### Exercise task
In your copy, leave out the pictures; write out all the data exactly.

** START Data shown **

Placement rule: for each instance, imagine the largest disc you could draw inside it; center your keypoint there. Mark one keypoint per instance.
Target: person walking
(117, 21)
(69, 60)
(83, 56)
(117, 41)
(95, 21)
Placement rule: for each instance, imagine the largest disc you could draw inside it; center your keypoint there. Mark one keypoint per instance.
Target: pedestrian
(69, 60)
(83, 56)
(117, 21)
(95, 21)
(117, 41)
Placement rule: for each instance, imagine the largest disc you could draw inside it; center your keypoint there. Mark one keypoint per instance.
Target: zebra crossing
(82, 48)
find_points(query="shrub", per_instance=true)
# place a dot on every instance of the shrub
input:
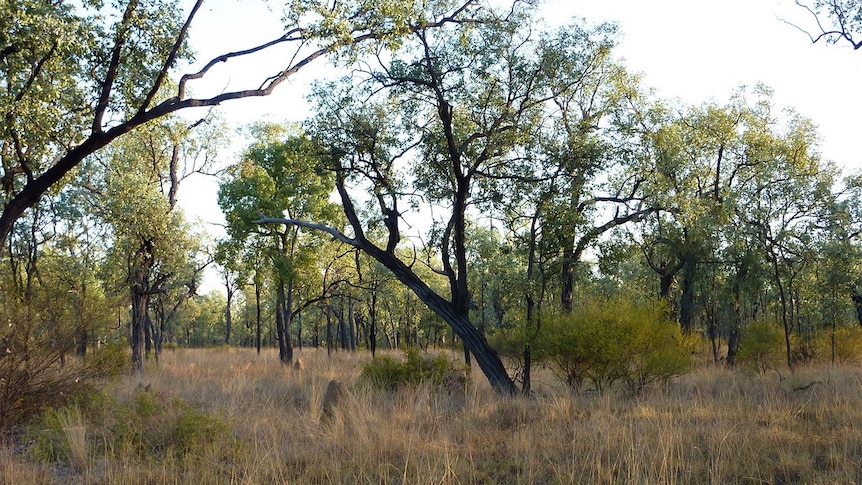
(606, 341)
(848, 344)
(387, 372)
(761, 346)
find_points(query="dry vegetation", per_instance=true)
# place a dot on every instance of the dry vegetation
(230, 416)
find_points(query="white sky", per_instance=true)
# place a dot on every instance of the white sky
(694, 50)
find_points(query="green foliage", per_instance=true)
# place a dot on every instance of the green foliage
(761, 345)
(151, 424)
(848, 345)
(387, 372)
(608, 341)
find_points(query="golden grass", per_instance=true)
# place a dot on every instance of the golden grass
(710, 426)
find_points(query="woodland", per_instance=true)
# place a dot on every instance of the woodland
(469, 182)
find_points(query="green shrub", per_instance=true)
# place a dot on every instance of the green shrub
(609, 341)
(387, 372)
(848, 344)
(761, 346)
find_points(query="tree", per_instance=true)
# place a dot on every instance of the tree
(837, 21)
(457, 112)
(154, 256)
(78, 78)
(264, 182)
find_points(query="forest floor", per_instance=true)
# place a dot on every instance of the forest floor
(232, 416)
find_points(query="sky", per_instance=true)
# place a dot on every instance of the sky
(692, 50)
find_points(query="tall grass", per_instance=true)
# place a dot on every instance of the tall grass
(230, 416)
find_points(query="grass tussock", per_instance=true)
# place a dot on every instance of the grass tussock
(230, 416)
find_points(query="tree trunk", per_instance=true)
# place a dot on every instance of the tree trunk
(856, 296)
(485, 356)
(686, 306)
(140, 301)
(258, 317)
(228, 318)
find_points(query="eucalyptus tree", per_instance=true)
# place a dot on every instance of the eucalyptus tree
(265, 182)
(433, 122)
(154, 251)
(787, 203)
(836, 21)
(78, 76)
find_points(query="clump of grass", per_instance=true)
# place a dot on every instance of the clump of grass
(216, 416)
(388, 372)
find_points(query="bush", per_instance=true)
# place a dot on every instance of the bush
(848, 344)
(609, 341)
(36, 375)
(387, 372)
(761, 346)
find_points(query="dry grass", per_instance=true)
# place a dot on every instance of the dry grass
(710, 426)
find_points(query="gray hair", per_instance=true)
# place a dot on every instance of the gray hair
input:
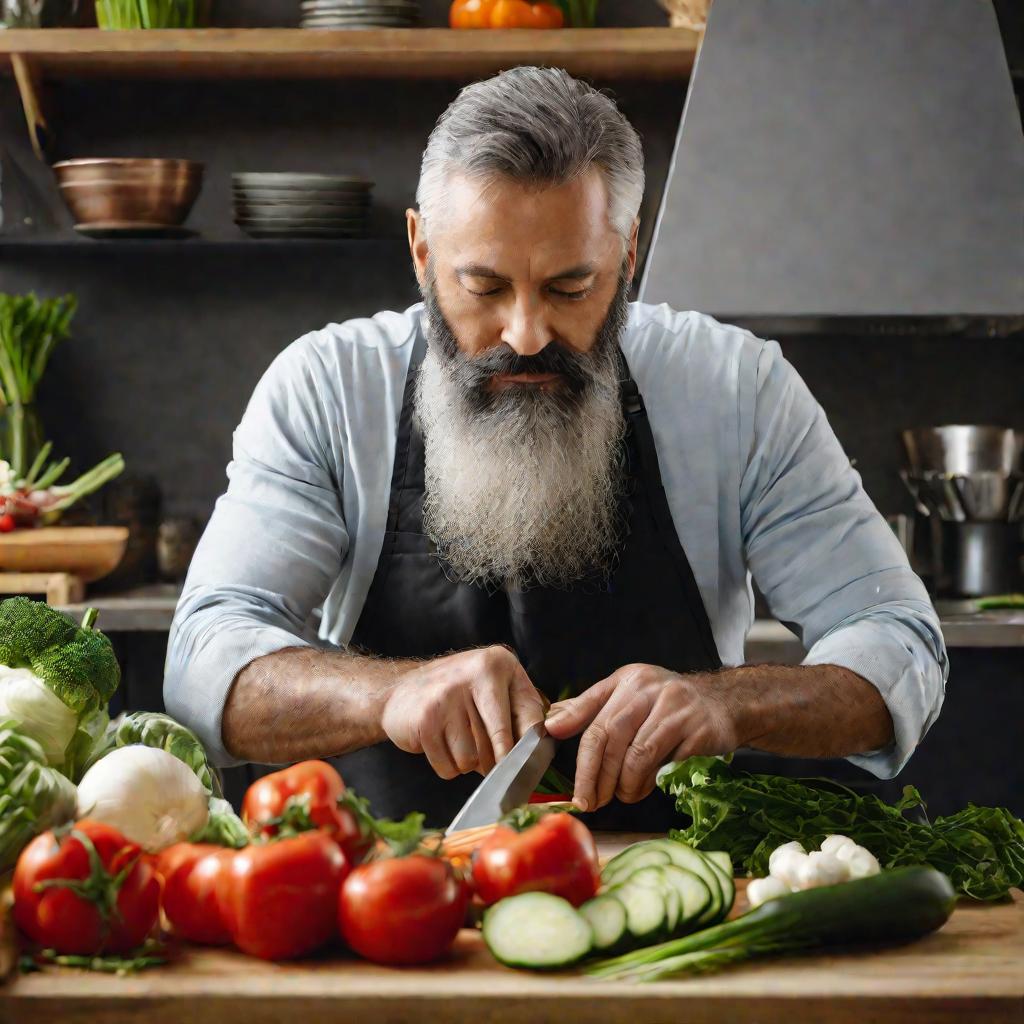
(536, 125)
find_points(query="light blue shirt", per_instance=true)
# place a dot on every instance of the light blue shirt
(756, 481)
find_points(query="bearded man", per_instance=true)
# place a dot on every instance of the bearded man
(526, 489)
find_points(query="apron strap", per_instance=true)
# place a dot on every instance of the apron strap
(639, 424)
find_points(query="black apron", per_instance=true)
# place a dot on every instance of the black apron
(649, 610)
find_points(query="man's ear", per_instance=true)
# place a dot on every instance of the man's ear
(417, 245)
(631, 254)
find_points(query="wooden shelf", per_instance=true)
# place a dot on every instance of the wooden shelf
(440, 53)
(75, 244)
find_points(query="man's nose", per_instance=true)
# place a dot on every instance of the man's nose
(526, 331)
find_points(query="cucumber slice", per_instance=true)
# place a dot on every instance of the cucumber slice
(630, 860)
(538, 931)
(721, 860)
(722, 863)
(644, 910)
(653, 878)
(607, 918)
(693, 894)
(694, 861)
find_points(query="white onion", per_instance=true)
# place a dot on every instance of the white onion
(146, 794)
(762, 890)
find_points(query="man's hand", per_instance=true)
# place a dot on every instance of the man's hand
(464, 712)
(636, 720)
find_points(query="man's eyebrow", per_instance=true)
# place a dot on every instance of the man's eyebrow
(479, 270)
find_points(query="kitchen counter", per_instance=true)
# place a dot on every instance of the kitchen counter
(151, 609)
(973, 969)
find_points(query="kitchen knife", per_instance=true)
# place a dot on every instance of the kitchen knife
(509, 783)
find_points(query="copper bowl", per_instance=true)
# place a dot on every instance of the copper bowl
(125, 168)
(155, 192)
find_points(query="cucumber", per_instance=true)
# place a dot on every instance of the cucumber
(630, 860)
(897, 905)
(722, 863)
(697, 905)
(644, 910)
(607, 919)
(692, 860)
(693, 894)
(537, 931)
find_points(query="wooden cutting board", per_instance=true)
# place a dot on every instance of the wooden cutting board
(972, 970)
(88, 552)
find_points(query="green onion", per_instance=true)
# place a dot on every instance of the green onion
(894, 906)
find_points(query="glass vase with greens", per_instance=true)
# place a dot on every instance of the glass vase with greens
(30, 492)
(30, 330)
(152, 13)
(580, 13)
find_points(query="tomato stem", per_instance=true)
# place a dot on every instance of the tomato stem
(100, 888)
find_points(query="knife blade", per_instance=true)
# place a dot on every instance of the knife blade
(509, 783)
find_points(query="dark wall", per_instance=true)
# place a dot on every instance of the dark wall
(170, 340)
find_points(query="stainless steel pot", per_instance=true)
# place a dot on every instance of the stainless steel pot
(980, 558)
(964, 450)
(988, 497)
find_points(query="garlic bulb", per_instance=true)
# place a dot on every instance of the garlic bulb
(146, 794)
(834, 844)
(761, 890)
(783, 851)
(860, 863)
(787, 865)
(821, 869)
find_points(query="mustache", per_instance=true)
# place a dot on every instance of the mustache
(503, 359)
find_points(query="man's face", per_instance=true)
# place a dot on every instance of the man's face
(518, 394)
(523, 266)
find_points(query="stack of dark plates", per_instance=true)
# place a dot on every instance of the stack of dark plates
(283, 205)
(360, 13)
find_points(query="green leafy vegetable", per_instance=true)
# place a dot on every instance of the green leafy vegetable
(159, 730)
(981, 849)
(53, 674)
(223, 827)
(33, 797)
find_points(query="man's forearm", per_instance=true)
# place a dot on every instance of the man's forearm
(812, 711)
(303, 702)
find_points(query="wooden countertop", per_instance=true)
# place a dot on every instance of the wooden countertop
(972, 970)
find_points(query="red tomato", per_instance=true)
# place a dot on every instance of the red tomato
(192, 875)
(280, 899)
(119, 878)
(557, 855)
(470, 13)
(312, 786)
(403, 909)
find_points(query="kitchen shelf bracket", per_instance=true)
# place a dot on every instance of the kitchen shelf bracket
(30, 87)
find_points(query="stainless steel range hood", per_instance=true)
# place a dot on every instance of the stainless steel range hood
(851, 165)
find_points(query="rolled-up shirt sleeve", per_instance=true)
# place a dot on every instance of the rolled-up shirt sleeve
(830, 567)
(270, 553)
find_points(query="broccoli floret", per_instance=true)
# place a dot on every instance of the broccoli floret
(28, 628)
(77, 663)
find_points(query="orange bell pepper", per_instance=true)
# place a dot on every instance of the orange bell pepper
(471, 13)
(504, 14)
(520, 14)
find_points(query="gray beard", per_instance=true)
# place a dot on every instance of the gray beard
(522, 487)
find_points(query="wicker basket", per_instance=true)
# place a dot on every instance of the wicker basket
(687, 13)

** END Data shown **

### Task result
Placement rule: for each instance, imagine the largest disc you could draw inside it; center your keypoint there. Mark one keypoint per instance.
Target: person walking
(117, 21)
(69, 60)
(83, 56)
(117, 41)
(95, 21)
Placement rule: for each instance, imagine the largest disc you could draw inside it; center your keypoint there. Mark one keypoint per instance.
Target: pedestrian
(69, 60)
(83, 56)
(117, 21)
(95, 21)
(117, 41)
Placement rule: for each instance, imagine the largest disc you could draw inside it; center your keypoint there. Mark one keypoint per instance.
Target: zebra crossing
(82, 48)
find_points(query="shrub", per_instance=true)
# place a dot on every instance of the shrub
input:
(606, 341)
(848, 344)
(387, 372)
(761, 346)
find_points(query="dry vegetation", per_instance=true)
# place a dot on every instance of the dry vegetation
(230, 416)
find_points(query="white sky", per_instance=true)
# place a dot on every instance of the white sky
(694, 50)
find_points(query="green foliage", per_instance=true)
# place a dot on every instance of the green foliage
(761, 345)
(151, 424)
(848, 345)
(387, 372)
(608, 341)
find_points(query="golden grass", per_instance=true)
# place a dot on every instance of the golden grass
(710, 426)
find_points(query="woodland", per_instance=true)
# place a dot on every instance of the woodland
(469, 182)
find_points(query="green shrub", per_instance=true)
# place a dot on every instance of the green shrub
(609, 341)
(387, 372)
(848, 344)
(761, 346)
find_points(query="tree", per_instance=true)
# place a dot on every instance of the tree
(837, 21)
(457, 112)
(154, 256)
(78, 78)
(264, 182)
find_points(query="forest floor", per_instance=true)
# place a dot on every instance of the forest floor
(232, 416)
find_points(query="sky", per_instance=true)
# place a dot on every instance of the sky
(692, 50)
find_points(query="tall grass", per_instance=true)
# place a dot on every instance of the tall grass
(230, 416)
find_points(query="grass tussock", per_instance=true)
# place a dot on every instance of the grass tussock
(230, 416)
find_points(query="tree trunk", per_instance=true)
# place a dot on every instance of the tree trunk
(856, 296)
(485, 356)
(686, 306)
(140, 301)
(258, 317)
(228, 318)
find_points(query="eucalyptus tree", per_instance=true)
# place a dot on every instance of the eucalyptus tree
(265, 182)
(433, 122)
(154, 251)
(787, 203)
(836, 21)
(78, 76)
find_points(query="clump of grass", per_instance=true)
# place a dot on every instance of the clump of grass
(216, 416)
(388, 372)
find_points(query="bush", per_instance=true)
# place a dot on every instance of the bush
(848, 344)
(609, 341)
(36, 375)
(387, 372)
(761, 346)
find_points(query="dry grass", per_instance=true)
# place a dot on every instance of the dry grass
(710, 426)
find_points(query="gray hair", per_instance=true)
# place a dot on every instance of the gray hair
input:
(536, 125)
find_points(query="light blue shirt", per_instance=true)
# place a dot on every instance of the light blue shirt
(756, 481)
find_points(query="bearded man", per_instance=true)
# place a dot on every instance of the bearded man
(526, 489)
find_points(query="apron strap", per_instance=true)
# place a dot on every instance of the apron strap
(639, 424)
find_points(query="black apron", per_instance=true)
# place a dot on every instance of the black apron
(649, 610)
find_points(query="man's ear", per_instance=true)
# place a dot on every instance of the man's ear
(417, 245)
(631, 254)
find_points(query="wooden shelf", per_instance=true)
# place a dot on every instance of the wooden shelf
(440, 53)
(75, 244)
find_points(query="man's nose", per_instance=true)
# place a dot on every instance of the man's nose
(526, 331)
find_points(query="cucumber slice", per_instance=true)
# place a dot on every instance of the cucumber slice
(630, 860)
(538, 931)
(721, 860)
(722, 863)
(644, 910)
(653, 878)
(607, 918)
(693, 894)
(694, 861)
find_points(query="white onion", per_instance=true)
# place a dot on every instance of the white onion
(146, 794)
(762, 890)
find_points(query="man's hand", per_instance=true)
# place a dot on every instance of the man's hand
(464, 712)
(636, 720)
find_points(query="man's eyebrow", per_instance=true)
# place a dot on every instance of the man's eyebrow
(479, 270)
find_points(query="kitchen counter", per_instance=true)
# place a dot on every instance of the kitchen counter
(151, 609)
(973, 969)
find_points(query="kitchen knife", per_instance=true)
# place a dot on every instance of the kitchen knife
(509, 783)
find_points(query="copper bowl", per_instance=true)
# place a dot on every instance of the copper bowl
(125, 168)
(155, 192)
find_points(query="cucumber", per_instance=true)
# place a dot on every instance of the cucumber
(630, 860)
(897, 905)
(722, 863)
(697, 905)
(644, 910)
(607, 919)
(692, 860)
(693, 894)
(537, 931)
find_points(query="wooden cutting board", per_instance=true)
# place a dot on every instance of the wooden cutting board
(972, 970)
(88, 552)
find_points(query="green onion", per_instance=true)
# place a dot on every instance of the green onion
(894, 906)
find_points(query="glass vase with greens", per_instance=true)
# place a dot on every instance of the glass vase with greens
(30, 492)
(30, 330)
(152, 13)
(580, 13)
find_points(query="tomato stem", per_instance=true)
# place a dot on every instance of the tomato stem
(100, 888)
find_points(query="knife blade", per_instance=true)
# place a dot on every instance of the knife blade
(509, 783)
find_points(query="dark wall", per_instance=true)
# place a dot on every instance of the dark wall
(170, 340)
find_points(query="stainless steel pot", per_instance=true)
# place a dot on every instance of the stainless steel pot
(980, 558)
(964, 450)
(988, 497)
find_points(query="garlic bulb", per_instance=true)
# place a dot on every instance of the garlic bulb
(146, 794)
(834, 844)
(761, 890)
(783, 851)
(860, 863)
(787, 865)
(821, 869)
find_points(query="mustache", per_instance=true)
# place a dot on every instance of the mustache
(503, 359)
find_points(query="man's face", per_instance=true)
# place a dot on every instance of the man's face
(518, 394)
(523, 266)
find_points(query="stack of dark plates", per_instance=true)
# place a dot on every instance of the stack of dark plates
(283, 205)
(360, 13)
find_points(query="green leafy vegetable", per_instance=true)
# place a dot on every instance of the green leafy vegetable
(159, 730)
(981, 849)
(53, 674)
(223, 827)
(33, 797)
find_points(query="man's forearm", per_instance=true)
# place a dot on every instance of the man's forearm
(812, 711)
(303, 702)
find_points(query="wooden countertop", per_instance=true)
# place a dot on every instance of the wooden countertop
(972, 970)
find_points(query="red tomato", per_instance=true)
# place a dot on every instance of the red tomato
(192, 875)
(280, 899)
(119, 878)
(557, 855)
(470, 13)
(312, 786)
(403, 909)
find_points(query="kitchen shelf bracket", per_instance=true)
# place a dot on every instance of the kitchen shelf bracket
(30, 87)
find_points(query="stainless steel range hood", per_instance=true)
# place a dot on every instance of the stainless steel range hood
(851, 165)
find_points(query="rolled-up shirt sleeve", per_instance=true)
# place a dot on every instance of the rolled-up shirt sleeve
(830, 567)
(270, 553)
find_points(query="broccoli floret", per_instance=true)
# place a dot on every instance of the broccoli floret
(28, 628)
(77, 663)
find_points(query="orange bell pepper", per_instance=true)
# place a dot on every instance of the orange bell pepper
(471, 13)
(504, 14)
(520, 14)
find_points(query="gray beard", per_instance=true)
# place a dot on every instance of the gray beard
(522, 487)
find_points(query="wicker basket", per_instance=true)
# place a dot on every instance of the wicker basket
(687, 13)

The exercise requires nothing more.